_Set of tasks:_
- a) In the text excerpt, rewrite the passage from "Some months later, we" up to and including "with my colleagues.", switching "pretzels" to "plates".
- b) According to the text excerpt, what surprise had the author prepared for Paul?
- c) Using the text excerpt, explain why everything in the pipeline had to be re-run once the fix was found.

── Text excerpt ──

Some months later, we got the reviews back and Paul Taylor on the AFNI team decided that something wasn't right. His team had used a very similar pipeline and gotten nowhere near the same results that we did. Because I was chewing too many pretzels at once in my life, I probably de-weighted that input more than I should have. As I turned in my notice for my NIH job, having secured a job at Sandia, Paul investigated our pipeline carefully, concerned that AFNI was doing something teribly wrong. A few weeks later, I drove to DC to drop off some equipment and say my goodbytes, figuring that my last day at NIH would be spent reminiscing about the strange journey I'd had to get there to begin with and chatting with my colleagues.

At about noon on this last day, as I sat chilling in the conference room, Paul insisted that we should talk about this issue. I figure that's fine, because I wanted his excellent coffee and I had a surprise for him where I'd written a small AFNI program to draw a dog wagging its tail as ASCII art (for long days of looking at MRI data). After showing him the dog and indulging in coffee, we got to talking, and Paul figured it out: the anatomical images were not correct for some subjects. This begins the great panic of my final afternoon at NIH.

With this horrid realization, I went back to my colleagues in the lab and we started ripping apart logs, looking at code, desperately trying to figure out what could cause it. After a while, we finally found the log pointing at the offending problem: in one program, we were passing in a subject ID that didn't match the one in the the supplied input file, so the output was mislabeled. Here's what had happened: in one part of the code, I had guarded against octal input to produce the correct input file, but had neglected to fix the part of the code that merely generated the subject ID (again, for reasons or lack of reason that I can't remember). So a script that accepted 008 as input was producing 010 in one case, and 008 in another, resulting in subject 8 mistakenly being labeled subject 10. We quickly found a fix, but it was one of the first steps of the pipeline, so it meant everything had to be re-run, and more embarassingly, we would have to email the editor that in our manuscript about quality control, we had made a serious error in processing. And so we did at almost 5:00 on my last day at NIH.

───
── Given information ──

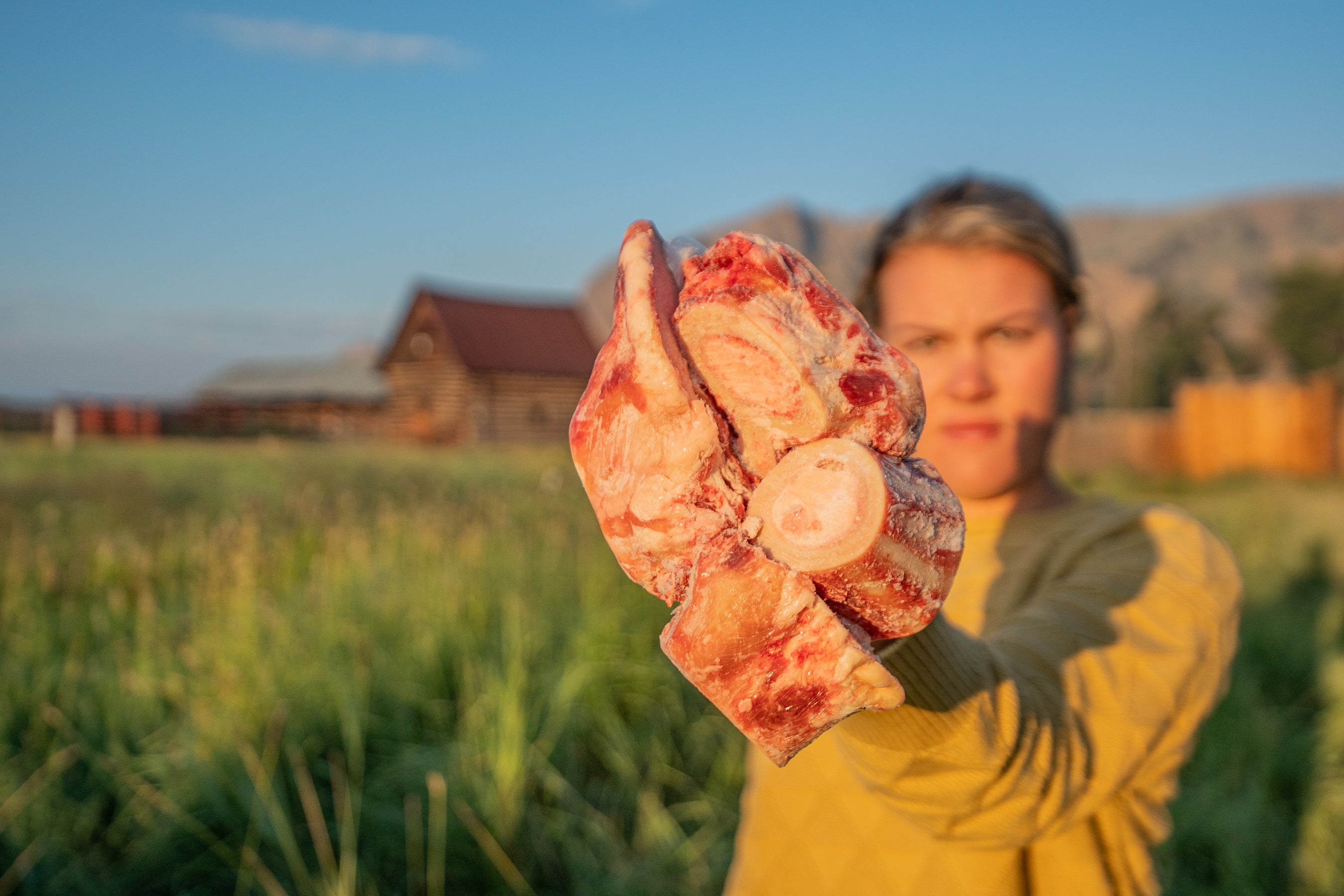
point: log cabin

───
── Given information ──

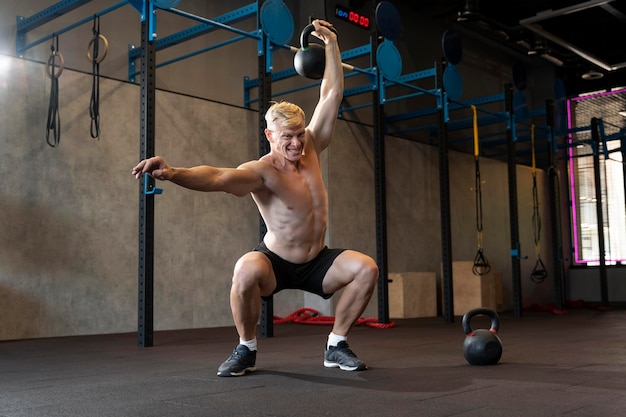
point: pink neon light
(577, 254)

───

_Responses for each task:_
- a)
Some months later, we got the reviews back and Paul Taylor on the AFNI team decided that something wasn't right. His team had used a very similar pipeline and gotten nowhere near the same results that we did. Because I was chewing too many plates at once in my life, I probably de-weighted that input more than I should have. As I turned in my notice for my NIH job, having secured a job at Sandia, Paul investigated our pipeline carefully, concerned that AFNI was doing something teribly wrong. A few weeks later, I drove to DC to drop off some equipment and say my goodbytes, figuring that my last day at NIH would be spent reminiscing about the strange journey I'd had to get there to begin with and chatting with my colleagues.

- b) A small AFNI program that draws a dog wagging its tail as ASCII art.

- c) The fix was in one of the first steps of the pipeline, so everything had to be re-run.